(課題 1): 提示文によると、川下りでは渓谷の中を約何時間かけて下りますか。
(課題 2): 提示文の「あなたは「自分」を忘れられる瞬間はありますか?」から「今日は箱根から少し離れて、自然が豊かな京都保津川へお話の舞台を移しましょう。」までをすべて、一字も変えずに書き写してください。

(提示文):
"""
みなさまこんにちは!はこじょ講師の龍崎です。
大人になればなるに従って、日々積み上げられた仕事や日常の雑務をこなすだけで一日が終わってしまう方もいらっしゃるのではないでしょうか?
青春時代と同じような好奇心や、健やかな精神を持ち続けるためには、
私が「私」であるということを認識しない、いわゆる「無意識の状態」が精神的にも、肉体的にもリラックスしている状態、人にとって理想的であるとも言われています。
あなたは「自分」を忘れられる瞬間はありますか?
私が「私」であると認識した瞬間、人は自分の置かれた状況や立場を認識し、その枠の中に収まろうと、何かに囚われてしまいがちです。
常に自分が「自分」であると感じているのは、意識の状態としては「息抜きができない状態」でもあるので、緊張から解放されず、心身ともに疲れてしまうという結果になります。
しかしこれは誰でも日常的に起こりうることで、決して珍しいことではありません。
そんな日常的に囚われがちな私達が、「私」という意識から解放されるためにはどうしたら良いのでしょうか?
今日は箱根から少し離れて、自然が豊かな京都保津川へお話の舞台を移しましょう。
日々自然の中でお仕事をされている保津川下りの船頭さんのお話を元に、私達の日常にも活かせる、今日を豊かに生きるヒントをご紹介したいと思います。
大自然のパノラマが広がる渓谷川下りから学ぶ
川下りとは古くから受け継がれた操船技術によって、川の流れと船を操る船頭さんの技術だけで、自然に囲まれた渓谷の中を約2時間かけて下ります。
"""
(記録一覧):
"""
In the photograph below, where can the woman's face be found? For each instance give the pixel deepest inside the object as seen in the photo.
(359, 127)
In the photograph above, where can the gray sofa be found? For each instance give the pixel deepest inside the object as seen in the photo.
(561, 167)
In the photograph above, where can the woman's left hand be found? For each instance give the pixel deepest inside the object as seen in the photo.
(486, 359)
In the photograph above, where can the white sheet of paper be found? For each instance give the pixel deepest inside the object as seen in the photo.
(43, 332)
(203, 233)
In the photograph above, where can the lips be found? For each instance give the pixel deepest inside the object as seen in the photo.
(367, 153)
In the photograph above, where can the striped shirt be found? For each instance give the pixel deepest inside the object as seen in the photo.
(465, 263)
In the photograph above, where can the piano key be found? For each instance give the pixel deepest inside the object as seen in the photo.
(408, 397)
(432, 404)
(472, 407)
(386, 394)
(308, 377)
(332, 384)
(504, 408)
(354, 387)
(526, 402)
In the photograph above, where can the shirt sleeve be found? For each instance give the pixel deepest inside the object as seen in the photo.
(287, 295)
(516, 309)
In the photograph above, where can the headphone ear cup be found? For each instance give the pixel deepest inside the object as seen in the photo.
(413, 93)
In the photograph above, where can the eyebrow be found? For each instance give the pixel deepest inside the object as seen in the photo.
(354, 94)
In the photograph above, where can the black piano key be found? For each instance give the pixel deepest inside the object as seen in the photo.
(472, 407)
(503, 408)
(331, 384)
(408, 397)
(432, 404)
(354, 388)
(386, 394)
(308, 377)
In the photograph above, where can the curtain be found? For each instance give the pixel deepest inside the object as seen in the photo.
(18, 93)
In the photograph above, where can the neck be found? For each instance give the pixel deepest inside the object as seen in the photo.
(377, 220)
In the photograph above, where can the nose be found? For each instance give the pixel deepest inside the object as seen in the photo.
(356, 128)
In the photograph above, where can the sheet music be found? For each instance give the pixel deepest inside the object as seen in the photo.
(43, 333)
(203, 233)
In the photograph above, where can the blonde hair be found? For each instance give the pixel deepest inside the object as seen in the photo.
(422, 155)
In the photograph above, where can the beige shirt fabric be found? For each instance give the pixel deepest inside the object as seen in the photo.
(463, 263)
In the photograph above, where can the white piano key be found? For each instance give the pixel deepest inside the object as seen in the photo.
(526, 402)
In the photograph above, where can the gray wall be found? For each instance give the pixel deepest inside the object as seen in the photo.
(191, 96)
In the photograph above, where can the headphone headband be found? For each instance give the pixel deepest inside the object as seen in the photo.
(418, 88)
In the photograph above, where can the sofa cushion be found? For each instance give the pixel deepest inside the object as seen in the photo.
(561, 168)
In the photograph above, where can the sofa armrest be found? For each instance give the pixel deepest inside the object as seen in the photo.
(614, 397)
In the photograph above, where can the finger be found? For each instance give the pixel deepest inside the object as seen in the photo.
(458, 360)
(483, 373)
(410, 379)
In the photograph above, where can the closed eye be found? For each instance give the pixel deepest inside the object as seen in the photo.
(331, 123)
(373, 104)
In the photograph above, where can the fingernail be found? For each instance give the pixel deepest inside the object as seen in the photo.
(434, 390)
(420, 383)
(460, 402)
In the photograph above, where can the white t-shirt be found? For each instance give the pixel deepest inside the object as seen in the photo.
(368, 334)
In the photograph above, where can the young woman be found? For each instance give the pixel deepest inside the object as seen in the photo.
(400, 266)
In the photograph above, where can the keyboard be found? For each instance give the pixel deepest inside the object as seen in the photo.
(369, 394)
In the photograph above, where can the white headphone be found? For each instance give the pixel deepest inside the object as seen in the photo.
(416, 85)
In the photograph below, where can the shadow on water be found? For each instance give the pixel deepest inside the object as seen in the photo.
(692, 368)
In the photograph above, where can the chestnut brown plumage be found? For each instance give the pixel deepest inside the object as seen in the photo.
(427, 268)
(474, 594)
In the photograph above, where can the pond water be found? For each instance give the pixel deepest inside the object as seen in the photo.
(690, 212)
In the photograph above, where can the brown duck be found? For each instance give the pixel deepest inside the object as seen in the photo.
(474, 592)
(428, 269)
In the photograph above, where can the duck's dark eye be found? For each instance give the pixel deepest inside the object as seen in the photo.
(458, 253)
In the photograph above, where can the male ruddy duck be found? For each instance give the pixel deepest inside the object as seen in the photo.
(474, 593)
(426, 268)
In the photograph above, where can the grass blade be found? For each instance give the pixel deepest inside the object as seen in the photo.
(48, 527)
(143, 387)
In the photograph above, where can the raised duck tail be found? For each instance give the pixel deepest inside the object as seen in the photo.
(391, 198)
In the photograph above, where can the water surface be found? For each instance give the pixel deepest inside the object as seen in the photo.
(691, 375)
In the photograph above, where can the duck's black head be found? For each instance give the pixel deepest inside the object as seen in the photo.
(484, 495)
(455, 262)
"""
(解答 1): 約2時間かけて下ります。

(解答 2):
あなたは「自分」を忘れられる瞬間はありますか?
私が「私」であると認識した瞬間、人は自分の置かれた状況や立場を認識し、その枠の中に収まろうと、何かに囚われてしまいがちです。
常に自分が「自分」であると感じているのは、意識の状態としては「息抜きができない状態」でもあるので、緊張から解放されず、心身ともに疲れてしまうという結果になります。
しかしこれは誰でも日常的に起こりうることで、決して珍しいことではありません。
そんな日常的に囚われがちな私達が、「私」という意識から解放されるためにはどうしたら良いのでしょうか?
今日は箱根から少し離れて、自然が豊かな京都保津川へお話の舞台を移しましょう。